> [WORK REQUIRED]: Please repeat the records exactly, keeping the pictures out.

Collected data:

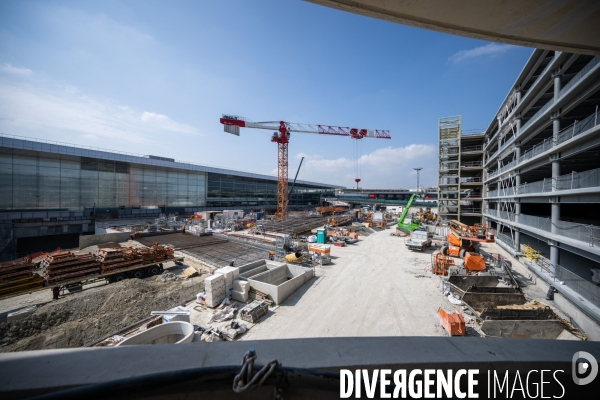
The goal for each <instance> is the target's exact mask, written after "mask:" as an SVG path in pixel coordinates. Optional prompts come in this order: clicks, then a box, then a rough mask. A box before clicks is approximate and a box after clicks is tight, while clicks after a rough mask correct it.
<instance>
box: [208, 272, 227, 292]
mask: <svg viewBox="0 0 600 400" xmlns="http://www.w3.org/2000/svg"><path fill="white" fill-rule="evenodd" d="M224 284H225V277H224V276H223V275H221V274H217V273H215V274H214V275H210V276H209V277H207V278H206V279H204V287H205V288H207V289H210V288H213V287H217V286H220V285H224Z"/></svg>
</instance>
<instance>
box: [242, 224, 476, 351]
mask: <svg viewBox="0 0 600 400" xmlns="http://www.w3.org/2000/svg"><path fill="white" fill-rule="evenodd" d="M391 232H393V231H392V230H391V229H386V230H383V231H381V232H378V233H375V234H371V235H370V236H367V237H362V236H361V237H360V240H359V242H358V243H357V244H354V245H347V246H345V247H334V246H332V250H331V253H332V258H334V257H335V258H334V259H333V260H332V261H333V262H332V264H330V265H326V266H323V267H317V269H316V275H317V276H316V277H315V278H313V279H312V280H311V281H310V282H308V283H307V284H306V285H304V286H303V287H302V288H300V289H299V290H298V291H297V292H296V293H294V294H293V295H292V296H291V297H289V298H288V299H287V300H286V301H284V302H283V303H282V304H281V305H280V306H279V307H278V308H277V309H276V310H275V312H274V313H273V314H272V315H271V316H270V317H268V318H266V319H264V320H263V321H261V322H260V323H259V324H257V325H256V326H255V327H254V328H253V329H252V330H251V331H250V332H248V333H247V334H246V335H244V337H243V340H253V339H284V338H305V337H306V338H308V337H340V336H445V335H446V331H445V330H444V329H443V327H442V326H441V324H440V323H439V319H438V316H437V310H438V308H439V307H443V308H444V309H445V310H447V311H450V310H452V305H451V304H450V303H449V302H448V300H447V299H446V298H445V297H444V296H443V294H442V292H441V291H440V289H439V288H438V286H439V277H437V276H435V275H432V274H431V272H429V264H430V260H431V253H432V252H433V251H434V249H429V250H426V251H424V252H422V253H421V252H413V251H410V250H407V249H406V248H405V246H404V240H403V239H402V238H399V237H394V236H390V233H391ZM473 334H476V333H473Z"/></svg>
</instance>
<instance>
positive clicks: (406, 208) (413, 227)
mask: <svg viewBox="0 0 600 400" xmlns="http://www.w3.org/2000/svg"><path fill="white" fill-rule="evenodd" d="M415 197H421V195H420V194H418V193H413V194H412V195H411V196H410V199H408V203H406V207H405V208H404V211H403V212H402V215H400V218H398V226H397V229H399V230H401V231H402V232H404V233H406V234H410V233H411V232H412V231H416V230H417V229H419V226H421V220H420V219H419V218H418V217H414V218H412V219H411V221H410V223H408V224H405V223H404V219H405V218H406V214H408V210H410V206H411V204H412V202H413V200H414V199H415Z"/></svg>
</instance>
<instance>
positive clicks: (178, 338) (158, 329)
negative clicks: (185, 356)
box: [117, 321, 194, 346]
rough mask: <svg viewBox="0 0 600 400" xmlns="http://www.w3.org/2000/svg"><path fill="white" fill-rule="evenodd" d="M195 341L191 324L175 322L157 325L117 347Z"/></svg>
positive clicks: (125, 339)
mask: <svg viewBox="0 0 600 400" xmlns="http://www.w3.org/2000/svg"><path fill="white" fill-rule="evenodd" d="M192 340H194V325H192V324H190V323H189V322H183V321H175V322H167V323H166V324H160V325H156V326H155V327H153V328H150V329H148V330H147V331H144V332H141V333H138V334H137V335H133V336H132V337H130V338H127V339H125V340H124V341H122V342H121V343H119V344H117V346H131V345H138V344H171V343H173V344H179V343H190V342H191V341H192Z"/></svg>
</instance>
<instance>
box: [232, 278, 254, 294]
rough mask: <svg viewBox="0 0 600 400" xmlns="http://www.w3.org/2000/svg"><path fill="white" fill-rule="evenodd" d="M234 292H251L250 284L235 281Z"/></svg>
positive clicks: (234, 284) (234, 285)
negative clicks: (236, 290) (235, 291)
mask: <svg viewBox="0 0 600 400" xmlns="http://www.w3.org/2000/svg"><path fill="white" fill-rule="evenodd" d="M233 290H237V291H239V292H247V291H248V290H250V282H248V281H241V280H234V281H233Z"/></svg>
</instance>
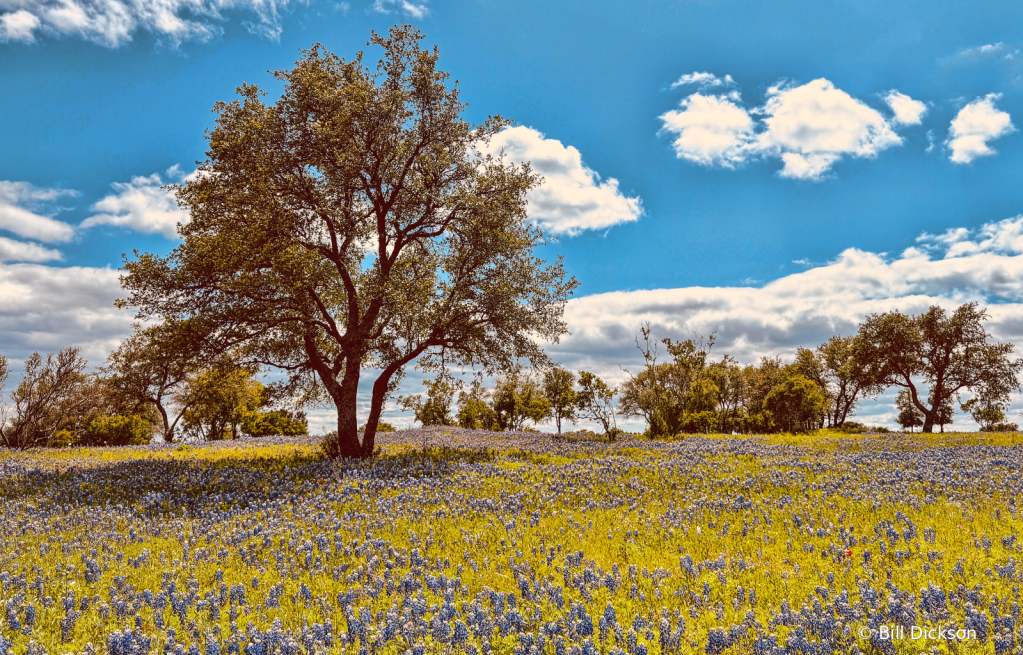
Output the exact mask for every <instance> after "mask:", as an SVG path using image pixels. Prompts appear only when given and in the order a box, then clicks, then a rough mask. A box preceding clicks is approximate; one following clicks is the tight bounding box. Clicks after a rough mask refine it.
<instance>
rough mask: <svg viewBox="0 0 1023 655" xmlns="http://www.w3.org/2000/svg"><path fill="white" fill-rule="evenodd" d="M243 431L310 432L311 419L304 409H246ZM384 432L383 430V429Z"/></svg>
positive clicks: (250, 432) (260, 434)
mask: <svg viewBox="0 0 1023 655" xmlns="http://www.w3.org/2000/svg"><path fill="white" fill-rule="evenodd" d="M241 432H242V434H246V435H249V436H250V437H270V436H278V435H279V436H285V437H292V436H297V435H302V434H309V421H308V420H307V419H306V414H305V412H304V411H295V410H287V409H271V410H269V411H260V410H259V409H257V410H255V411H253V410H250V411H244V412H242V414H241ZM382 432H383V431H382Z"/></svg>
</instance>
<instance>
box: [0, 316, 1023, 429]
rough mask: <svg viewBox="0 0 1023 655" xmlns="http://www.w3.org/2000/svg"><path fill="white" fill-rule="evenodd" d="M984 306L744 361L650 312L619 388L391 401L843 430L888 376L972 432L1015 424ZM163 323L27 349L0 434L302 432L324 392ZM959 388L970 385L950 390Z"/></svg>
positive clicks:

> [ANSWER TO THE PROBLEM]:
The goal for each <instance> is the target's exact mask, written after "mask:" as an SVG path in pixel coordinates. Optional prompts come in this order: clicks, then a box, then a rough mask. A box before clicks is approximate and a box after clicks is tight, while clicks after a rough mask correct it.
<instance>
box: [208, 272, 227, 292]
mask: <svg viewBox="0 0 600 400" xmlns="http://www.w3.org/2000/svg"><path fill="white" fill-rule="evenodd" d="M224 284H225V277H224V276H223V275H221V274H217V273H215V274H214V275H210V276H209V277H207V278H206V279H204V287H205V288H207V289H210V288H213V287H217V286H220V285H224Z"/></svg>
</instance>
<instance>
box: [242, 224, 476, 351]
mask: <svg viewBox="0 0 600 400" xmlns="http://www.w3.org/2000/svg"><path fill="white" fill-rule="evenodd" d="M391 232H393V231H392V230H391V229H386V230H383V231H381V232H378V233H375V234H371V235H370V236H367V237H362V236H361V237H360V240H359V242H358V243H357V244H354V245H347V246H345V247H334V246H332V250H331V253H332V258H334V257H335V258H334V259H333V260H332V261H333V262H332V264H330V265H326V266H323V267H317V269H316V275H317V276H316V277H315V278H313V279H312V280H311V281H310V282H308V283H307V284H306V285H304V286H303V287H302V288H300V289H299V290H298V291H297V292H296V293H294V294H293V295H292V296H291V297H289V298H288V299H287V300H286V301H284V302H283V303H282V304H281V305H280V306H279V307H278V308H277V309H276V310H275V312H274V313H273V314H272V315H271V316H270V317H268V318H266V319H264V320H263V321H261V322H260V323H259V324H257V325H256V326H255V327H254V328H253V329H252V330H251V331H250V332H248V333H247V334H246V335H244V337H243V340H253V339H284V338H305V337H306V338H308V337H340V336H445V335H446V331H445V330H444V329H443V327H442V326H441V324H440V323H439V319H438V316H437V310H438V308H439V307H443V308H444V309H445V310H447V311H450V310H452V305H451V304H450V303H449V302H448V300H447V299H446V298H445V297H444V296H443V294H442V292H441V291H440V289H439V288H438V286H439V277H437V276H435V275H432V274H431V272H429V264H430V260H431V253H432V252H433V251H434V249H429V250H426V251H424V252H422V253H421V252H413V251H410V250H407V249H406V248H405V246H404V240H403V239H402V238H399V237H394V236H390V233H391ZM473 334H476V333H473Z"/></svg>
</instance>
<instance>
positive clicks: (406, 208) (413, 227)
mask: <svg viewBox="0 0 600 400" xmlns="http://www.w3.org/2000/svg"><path fill="white" fill-rule="evenodd" d="M415 197H421V195H420V194H418V193H413V194H412V195H411V196H410V199H408V203H406V207H405V208H404V211H403V212H402V215H400V218H398V226H397V229H399V230H401V231H402V232H404V233H406V234H410V233H411V232H412V231H416V230H417V229H419V226H421V220H420V219H419V218H418V217H414V218H412V219H411V221H410V223H408V224H405V223H404V219H405V218H406V214H408V210H410V206H411V204H412V202H413V200H414V199H415Z"/></svg>
</instance>
<instance>
positive clicks: (178, 338) (158, 329)
negative clicks: (185, 356)
box: [117, 321, 194, 346]
rough mask: <svg viewBox="0 0 600 400" xmlns="http://www.w3.org/2000/svg"><path fill="white" fill-rule="evenodd" d="M195 341L191 324L175 322L157 325L117 347Z"/></svg>
positive clicks: (125, 339)
mask: <svg viewBox="0 0 600 400" xmlns="http://www.w3.org/2000/svg"><path fill="white" fill-rule="evenodd" d="M192 340H194V325H192V324H190V323H189V322H183V321H175V322H167V323H166V324H160V325H156V326H155V327H153V328H150V329H148V330H147V331H144V332H141V333H138V334H137V335H133V336H132V337H130V338H127V339H125V340H124V341H122V342H121V343H119V344H117V346H131V345H138V344H171V343H173V344H179V343H190V342H191V341H192Z"/></svg>
</instance>
<instance>
box: [232, 278, 254, 294]
rough mask: <svg viewBox="0 0 600 400" xmlns="http://www.w3.org/2000/svg"><path fill="white" fill-rule="evenodd" d="M234 292H251L250 284L235 281Z"/></svg>
positive clicks: (234, 284) (234, 285)
negative clicks: (236, 290) (235, 291)
mask: <svg viewBox="0 0 600 400" xmlns="http://www.w3.org/2000/svg"><path fill="white" fill-rule="evenodd" d="M233 290H237V291H239V292H247V291H248V290H250V282H248V281H241V280H234V281H233Z"/></svg>
</instance>
Output the exact mask for every <instance> after "mask:", as an SVG path using image pixels. Prompts appear only when given and in the order a box, then clicks, then a rough mask. A box preceding clicks is approximate; one following clicks is the tight bounding box. Clicks after a rough mask refine it.
<instance>
rough mask: <svg viewBox="0 0 1023 655" xmlns="http://www.w3.org/2000/svg"><path fill="white" fill-rule="evenodd" d="M243 431L310 432L311 419L304 409H246ZM384 432L383 430V429Z"/></svg>
positive clicks: (250, 432) (260, 434)
mask: <svg viewBox="0 0 1023 655" xmlns="http://www.w3.org/2000/svg"><path fill="white" fill-rule="evenodd" d="M241 432H242V434H246V435H249V436H250V437H270V436H278V435H279V436H285V437H292V436H297V435H302V434H309V421H308V420H307V419H306V414H305V412H304V411H295V410H287V409H271V410H269V411H260V410H259V409H257V410H255V411H253V410H250V411H244V412H242V414H241ZM382 432H383V431H382Z"/></svg>
</instance>
<instance>
box: [0, 316, 1023, 429]
rough mask: <svg viewBox="0 0 1023 655" xmlns="http://www.w3.org/2000/svg"><path fill="white" fill-rule="evenodd" d="M984 306L744 361L650 312L619 388L391 401L843 430L888 376L972 432L1015 424ZM163 323L27 349L0 434L302 432L324 392ZM959 388L970 385L950 390Z"/></svg>
positive clicks:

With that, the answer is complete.